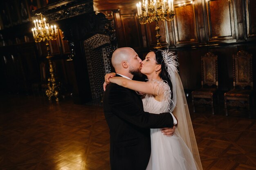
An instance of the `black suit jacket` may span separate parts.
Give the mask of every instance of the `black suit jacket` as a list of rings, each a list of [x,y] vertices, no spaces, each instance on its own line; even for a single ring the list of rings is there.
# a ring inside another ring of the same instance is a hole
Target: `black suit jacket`
[[[145,170],[151,153],[150,128],[173,127],[172,116],[144,112],[135,91],[115,84],[107,87],[103,102],[110,130],[111,170]]]

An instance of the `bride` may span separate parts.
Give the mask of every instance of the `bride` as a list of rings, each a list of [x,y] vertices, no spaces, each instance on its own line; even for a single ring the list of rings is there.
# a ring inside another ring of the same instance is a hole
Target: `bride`
[[[114,77],[113,73],[107,75],[112,83],[144,93],[144,111],[172,112],[179,120],[172,136],[163,135],[161,129],[150,129],[151,155],[147,170],[202,170],[176,59],[168,50],[148,53],[141,68],[147,82]]]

--

Reproduce all of the material above verbatim, leaving out the pictures.

An instance of the `black suit jacket` may span separate parts.
Give the mask of every instance of the `black suit jacket` as a list of rings, each a list of [x,y] vertices, no spaces, each instance on its own line; even for a single ring the list of rings is there.
# a ring inside another ring of the same instance is a hole
Target: `black suit jacket`
[[[145,170],[151,153],[150,128],[173,127],[172,116],[144,112],[135,91],[115,84],[107,87],[103,102],[110,130],[111,170]]]

An instance of the `bride` may span separate parts.
Give the mask of every instance of the `bride` as a list of rings, each a list of [x,y] vertices, no spaces, each instance on its own line; even for a single ring the list of rings is there.
# a ring inside another ring of the same instance is a hole
Target: `bride`
[[[114,77],[113,73],[107,75],[112,83],[144,93],[144,111],[172,112],[179,120],[172,136],[163,135],[161,129],[150,129],[151,155],[147,170],[202,170],[176,59],[168,50],[148,53],[141,68],[147,82]]]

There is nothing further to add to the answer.